◆ Your objective:
Your output should be the line that contains "the wooden chair" and all lines after it in the records, retyped exactly through the last one.

--- Material supplied Enclosed Below ---

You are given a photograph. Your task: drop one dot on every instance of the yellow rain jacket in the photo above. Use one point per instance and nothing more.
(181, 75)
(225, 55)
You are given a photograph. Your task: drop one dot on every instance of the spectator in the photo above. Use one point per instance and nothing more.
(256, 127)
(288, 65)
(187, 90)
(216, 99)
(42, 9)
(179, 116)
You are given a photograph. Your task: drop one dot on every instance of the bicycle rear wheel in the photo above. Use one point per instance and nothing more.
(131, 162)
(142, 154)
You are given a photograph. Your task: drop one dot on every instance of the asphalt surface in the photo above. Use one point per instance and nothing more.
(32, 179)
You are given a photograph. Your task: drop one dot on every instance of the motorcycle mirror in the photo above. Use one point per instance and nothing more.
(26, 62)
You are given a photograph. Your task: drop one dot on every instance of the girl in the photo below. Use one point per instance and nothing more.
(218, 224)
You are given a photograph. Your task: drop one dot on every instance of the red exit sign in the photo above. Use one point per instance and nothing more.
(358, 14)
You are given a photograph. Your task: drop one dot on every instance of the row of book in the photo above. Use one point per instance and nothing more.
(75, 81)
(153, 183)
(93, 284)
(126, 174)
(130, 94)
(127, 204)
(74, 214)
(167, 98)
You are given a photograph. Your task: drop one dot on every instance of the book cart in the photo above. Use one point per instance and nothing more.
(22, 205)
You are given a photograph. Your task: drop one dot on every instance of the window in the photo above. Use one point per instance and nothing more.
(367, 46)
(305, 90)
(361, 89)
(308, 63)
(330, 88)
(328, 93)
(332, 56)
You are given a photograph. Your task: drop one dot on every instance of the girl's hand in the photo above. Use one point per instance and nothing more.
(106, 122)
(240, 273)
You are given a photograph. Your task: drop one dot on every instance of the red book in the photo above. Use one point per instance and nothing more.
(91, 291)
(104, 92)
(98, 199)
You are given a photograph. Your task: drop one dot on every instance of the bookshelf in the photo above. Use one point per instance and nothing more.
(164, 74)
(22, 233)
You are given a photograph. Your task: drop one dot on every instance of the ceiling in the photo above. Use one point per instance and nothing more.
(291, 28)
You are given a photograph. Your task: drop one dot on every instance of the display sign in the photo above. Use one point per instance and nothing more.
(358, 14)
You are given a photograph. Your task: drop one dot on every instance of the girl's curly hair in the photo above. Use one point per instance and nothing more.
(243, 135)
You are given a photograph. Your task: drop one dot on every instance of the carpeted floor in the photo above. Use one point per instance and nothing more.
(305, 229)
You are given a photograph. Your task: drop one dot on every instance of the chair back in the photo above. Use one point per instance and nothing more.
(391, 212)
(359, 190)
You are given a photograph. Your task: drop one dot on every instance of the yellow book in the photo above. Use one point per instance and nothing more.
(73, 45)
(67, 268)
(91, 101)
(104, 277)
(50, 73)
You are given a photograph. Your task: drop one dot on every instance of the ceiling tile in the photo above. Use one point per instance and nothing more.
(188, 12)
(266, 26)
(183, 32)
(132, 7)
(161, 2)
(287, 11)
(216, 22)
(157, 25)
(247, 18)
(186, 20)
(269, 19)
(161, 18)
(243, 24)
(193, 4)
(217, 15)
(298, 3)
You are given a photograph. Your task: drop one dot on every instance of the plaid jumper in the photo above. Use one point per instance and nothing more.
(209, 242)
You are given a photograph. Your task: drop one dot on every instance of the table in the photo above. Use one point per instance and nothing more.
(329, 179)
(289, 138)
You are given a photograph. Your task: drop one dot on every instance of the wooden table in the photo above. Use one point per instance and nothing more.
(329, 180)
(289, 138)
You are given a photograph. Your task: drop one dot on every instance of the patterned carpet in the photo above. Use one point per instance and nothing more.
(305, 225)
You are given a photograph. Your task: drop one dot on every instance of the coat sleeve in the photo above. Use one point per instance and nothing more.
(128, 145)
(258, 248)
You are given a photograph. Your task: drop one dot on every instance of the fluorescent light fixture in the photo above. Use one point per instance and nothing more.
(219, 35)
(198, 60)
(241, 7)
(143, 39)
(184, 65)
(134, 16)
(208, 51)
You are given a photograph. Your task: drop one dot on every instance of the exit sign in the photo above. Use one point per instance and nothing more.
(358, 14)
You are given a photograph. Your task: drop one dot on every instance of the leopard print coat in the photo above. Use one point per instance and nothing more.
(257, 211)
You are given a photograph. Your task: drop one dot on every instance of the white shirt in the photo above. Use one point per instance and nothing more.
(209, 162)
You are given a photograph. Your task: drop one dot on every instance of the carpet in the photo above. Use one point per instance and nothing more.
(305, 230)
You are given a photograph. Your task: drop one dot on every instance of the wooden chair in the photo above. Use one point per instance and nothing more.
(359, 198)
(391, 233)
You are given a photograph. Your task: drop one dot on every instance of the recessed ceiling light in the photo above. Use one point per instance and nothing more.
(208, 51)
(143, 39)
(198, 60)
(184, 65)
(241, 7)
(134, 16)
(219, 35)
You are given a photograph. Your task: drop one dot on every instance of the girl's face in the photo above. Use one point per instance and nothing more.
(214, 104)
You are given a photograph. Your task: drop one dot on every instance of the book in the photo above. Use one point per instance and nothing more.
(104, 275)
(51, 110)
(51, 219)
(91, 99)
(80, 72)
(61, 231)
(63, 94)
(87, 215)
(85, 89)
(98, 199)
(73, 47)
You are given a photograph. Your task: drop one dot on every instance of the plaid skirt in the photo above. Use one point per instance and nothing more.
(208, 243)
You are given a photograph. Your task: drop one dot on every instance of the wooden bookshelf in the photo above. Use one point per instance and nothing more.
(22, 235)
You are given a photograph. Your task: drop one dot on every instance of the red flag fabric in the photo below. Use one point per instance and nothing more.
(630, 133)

--- End of Enclosed Material supplied ---

◆ Result:
You are given a photograph. Your task: drop one dot on every instance of the wooden chair in the photo above. Use one point per instance and nothing more.
(359, 198)
(391, 233)
You are given a photograph. Your task: drop one dot on every instance of the recessed ceiling light in the photo above. Use one point per instance and nothing more.
(208, 51)
(143, 39)
(198, 60)
(184, 65)
(241, 7)
(134, 16)
(219, 35)
You are given a photograph. Your task: drop one dot on every instance of the girl's face in the photo above. Use one point per instance and nothing more.
(214, 104)
You are given a photograph. Your task: drop one dot on every instance of the book in the photo above. Use one point per instance and nothing more.
(104, 275)
(51, 110)
(51, 219)
(91, 99)
(80, 72)
(61, 231)
(63, 94)
(87, 215)
(85, 89)
(98, 199)
(73, 47)
You are given a photograph. Your task: drop one dot on every instance of the plaid skirt in the photo above. Use one point per instance and nothing more.
(208, 243)
You are given a photograph. Your task: drop one dot on every instance of the wooden bookshelf in the photo above. Use one point per instance and nothing more.
(22, 235)
You are given a photograph. Your task: drop one dot on every instance of the red flag fabric in the photo below. Use one point per instance and nothing more.
(630, 133)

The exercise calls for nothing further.